콘텐츠로 이동

Karpenter Best Practices

Karpenter

Karpenter is an open-source cluster autoscaler that automatically provisions new nodes in response to unschedulable pods. Karpenter evaluates the aggregate resource requirements of the pending pods and chooses the optimal instance type to run them. It will automatically scale-in or terminate instances that don’t have any non-daemonset pods to reduce waste. It also supports a consolidation feature which will actively move pods around and either delete or replace nodes with cheaper versions to reduce cluster cost.

Reasons to use Karpenter

Before the launch of Karpenter, Kubernetes users relied primarily on Amazon EC2 Auto Scaling groups and the Kubernetes Cluster Autoscaler (CAS) to dynamically adjust the compute capacity of their clusters. With Karpenter, you don’t need to create dozens of node groups to achieve the flexibility and diversity you get with Karpenter. Moreover, Karpenter is not as tightly coupled to Kubernetes versions (as CAS is) and doesn’t require you to jump between AWS and Kubernetes APIs.

Karpenter consolidates instance orchestration responsibilities within a single system, which is simpler, more stable and cluster-aware. Karpenter was designed to overcome some of the challenges presented by Cluster Autoscaler by providing simplified ways to:

  • Provision nodes based on workload requirements.
  • Create diverse node configurations by instance type, using flexible NodePool options. Instead of managing many specific custom node groups, Karpenter could let you manage diverse workload capacity with a single, flexible NodePool.
  • Achieve improved pod scheduling at scale by quickly launching nodes and scheduling pods.

For information and documentation on using Karpenter, visit the karpenter.sh site.

Recommendations

Best practices are divided into sections on Karpenter itself, NodePools, and pod scheduling.

Karpenter best practices

The following best practices cover topics related to Karpenter itself.

Use Karpenter for workloads with changing capacity needs

Karpenter brings scaling management closer to Kubernetes native APIs than do Autoscaling Groups (ASGs) and Managed Node Groups (MNGs). ASGs and MNGs are AWS-native abstractions where scaling is triggered based on AWS level metrics, such as EC2 CPU load. Cluster Autoscaler bridges the Kubernetes abstractions into AWS abstractions, but loses some flexibility because of that, such as scheduling for a specific availability zone.

Karpenter removes a layer of AWS abstraction to bring some of the flexibility directly into Kubernetes. Karpenter is best used for clusters with workloads that encounter periods of high, spiky demand or have diverse compute requirements. MNGs and ASGs are good for clusters running workloads that tend to be more static and consistent. You can use a mix of dynamically and statically managed nodes, depending on your requirements.

Consider other autoscaling projects when...

Source excerpt:
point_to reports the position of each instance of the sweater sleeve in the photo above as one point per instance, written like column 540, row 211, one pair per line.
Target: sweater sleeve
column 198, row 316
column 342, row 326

Direction A: According to the Karpenter best practices text, what kinds of workloads are MNGs and ASGs good for?
Direction B: Rewrite the stretch of the Karpenter best practices text from "Use Karpenter for" through "specific availability zone.", replacing "flexibility" with "adaptability".
Direction C: Continue the Karpenter best practices text from the point at which it stops.
The data shown above come from a source separate from the Karpenter best practices text.

Response A: Workloads that tend to be more static and consistent.

Response B:
Use Karpenter for workloads with changing capacity needs

Karpenter brings scaling management closer to Kubernetes native APIs than do Autoscaling Groups (ASGs) and Managed Node Groups (MNGs). ASGs and MNGs are AWS-native abstractions where scaling is triggered based on AWS level metrics, such as EC2 CPU load. Cluster Autoscaler bridges the Kubernetes abstractions into AWS abstractions, but loses some adaptability because of that, such as scheduling for a specific availability zone.

Response C:
You need features that are still being developed in Karpenter. Because Karpenter is a relatively new project, consider other autoscaling projects for the time being if you have a need for features that are not yet part of Karpenter.

Run the Karpenter controller on EKS Fargate or on a worker node that belongs to a node group

Karpenter is installed using a Helm chart. The Helm chart installs the Karpenter controller and a webhook pod as a Deployment that needs to run before the controller can be used for scaling your cluster. We recommend a minimum of one small node group with at least one worker node. As an alternative, you can run these pods on EKS Fargate by creating a Fargate profile for the karpenter namespace. Doing so will cause all pods deployed into this namespace to run on EKS Fargate. Do not run Karpenter on a node that is managed by Karpenter.

Avoid using custom launch templates with Karpenter

Karpenter strongly recommends against using custom launch templates. Using custom launch templates prevents multi-architecture support, the ability to automatically upgrade nodes, and securityGroup discovery. Using launch templates may also cause confusion because certain fields are duplicated within Karpenter’s NodePools while others are ignored by Karpenter, e.g. subnets and instance types.

You can often avoid using launch templates by using custom user data and/or directly specifying custom AMIs in the AWS node template. More information on how to do this is available at NodeClasses.

Exclude instance types that do not fit your workload

Consider excluding specific instances types with the node.kubernetes.io/instance-type key if they are not required by workloads running in your cluster.

The following example shows how to avoid provisioning large Graviton instances.

- key: node.kubernetes.io/instance-type
  operator: NotIn
  values:
  - m6g.16xlarge
  - m6gd.16xlarge
  - r6g.16xlarge
  - r6gd.16xlarge
  - c6g.16xlarge

Enable Interruption Handling when using Spot

Karpenter supports native interruption handling, enabled through the --interruption-queue-name CLI argument with the name of the SQS queue. Interruption handling watches for upcoming involuntary interruption events that would cause disruption to your workloads such as:

  • Spot Interruption Warnings
  • Scheduled Change Health Events (Maintenance Events)
  • Instance Terminating Events
  • Instance Stopping Events

When Karpenter detects one of these events will occur to your nodes, it automatically cordons, drains, and terminates the node(s) ahead of the interruption event to give the maximum amount of time for workload cleanup prior to interruption. It is not advised to use AWS Node Termination Handler alongside Karpenter as explained here.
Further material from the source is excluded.